SHORT PROBLEM: State how many lines in the following entries contain the string "below". Reply with the number alone.

MATERIAL FOR THIS TASK:
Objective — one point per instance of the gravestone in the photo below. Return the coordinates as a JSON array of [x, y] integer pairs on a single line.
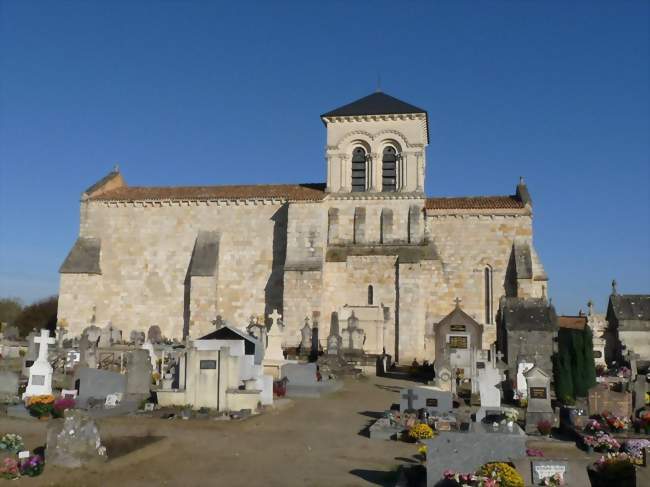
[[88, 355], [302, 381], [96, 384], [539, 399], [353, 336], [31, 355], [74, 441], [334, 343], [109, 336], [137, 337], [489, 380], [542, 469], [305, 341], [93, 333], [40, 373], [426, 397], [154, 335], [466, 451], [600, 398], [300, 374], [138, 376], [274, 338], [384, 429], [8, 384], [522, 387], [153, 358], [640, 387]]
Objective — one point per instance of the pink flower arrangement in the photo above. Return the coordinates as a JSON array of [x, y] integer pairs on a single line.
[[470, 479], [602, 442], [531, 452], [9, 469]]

* * *

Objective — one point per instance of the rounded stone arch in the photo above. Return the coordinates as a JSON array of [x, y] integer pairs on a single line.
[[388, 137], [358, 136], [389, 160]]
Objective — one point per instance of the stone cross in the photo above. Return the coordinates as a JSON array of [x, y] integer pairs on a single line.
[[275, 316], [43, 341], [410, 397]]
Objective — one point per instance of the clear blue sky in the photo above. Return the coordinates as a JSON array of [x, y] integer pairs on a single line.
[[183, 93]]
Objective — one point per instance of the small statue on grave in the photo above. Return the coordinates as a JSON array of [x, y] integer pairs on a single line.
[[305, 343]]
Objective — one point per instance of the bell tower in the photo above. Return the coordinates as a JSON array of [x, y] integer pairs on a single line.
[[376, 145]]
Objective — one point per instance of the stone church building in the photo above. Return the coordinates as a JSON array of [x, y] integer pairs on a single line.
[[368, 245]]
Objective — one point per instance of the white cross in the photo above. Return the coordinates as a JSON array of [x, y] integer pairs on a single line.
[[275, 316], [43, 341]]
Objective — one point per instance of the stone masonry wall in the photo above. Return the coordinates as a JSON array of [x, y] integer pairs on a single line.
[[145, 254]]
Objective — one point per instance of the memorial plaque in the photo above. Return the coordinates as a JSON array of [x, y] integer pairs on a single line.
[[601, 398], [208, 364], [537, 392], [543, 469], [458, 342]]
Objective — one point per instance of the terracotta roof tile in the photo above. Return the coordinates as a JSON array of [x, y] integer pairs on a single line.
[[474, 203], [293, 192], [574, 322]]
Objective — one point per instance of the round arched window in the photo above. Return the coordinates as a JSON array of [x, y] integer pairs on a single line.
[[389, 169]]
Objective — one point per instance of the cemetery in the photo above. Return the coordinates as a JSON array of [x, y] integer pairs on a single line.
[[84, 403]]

--

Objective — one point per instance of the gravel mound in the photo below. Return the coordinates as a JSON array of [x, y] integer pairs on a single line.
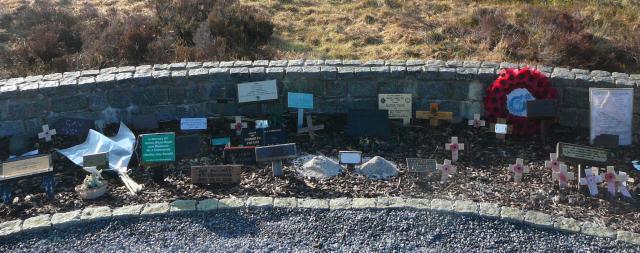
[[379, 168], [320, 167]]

TASK RESULT: 2